# Task to complete:
Rewrite the lines of the items below as a numbered list, skipping any blank lines. Leave the pictures out of your answer.

** Start Records for this exercise **

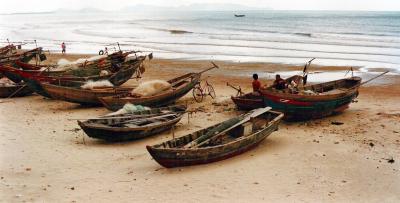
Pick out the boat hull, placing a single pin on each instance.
(23, 90)
(77, 95)
(296, 110)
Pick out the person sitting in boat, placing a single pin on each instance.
(256, 84)
(279, 83)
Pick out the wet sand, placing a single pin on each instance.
(44, 156)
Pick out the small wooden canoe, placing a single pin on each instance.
(180, 86)
(328, 98)
(82, 96)
(229, 138)
(15, 90)
(133, 126)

** End Records for this exercise **

# Answer to the problem:
1. Pick out the boat hull, placing a single pin on each instance.
2. (23, 90)
3. (77, 95)
4. (296, 110)
5. Pick out the person sitting in boat, placing a single pin on each instance.
6. (256, 84)
7. (279, 83)
8. Pick out the wet sand, placing a single pin on each instance.
9. (44, 156)
10. Pick out the small wooden canoe, placing a single pin on each instance.
11. (180, 86)
12. (328, 98)
13. (82, 96)
14. (229, 138)
15. (15, 90)
16. (133, 126)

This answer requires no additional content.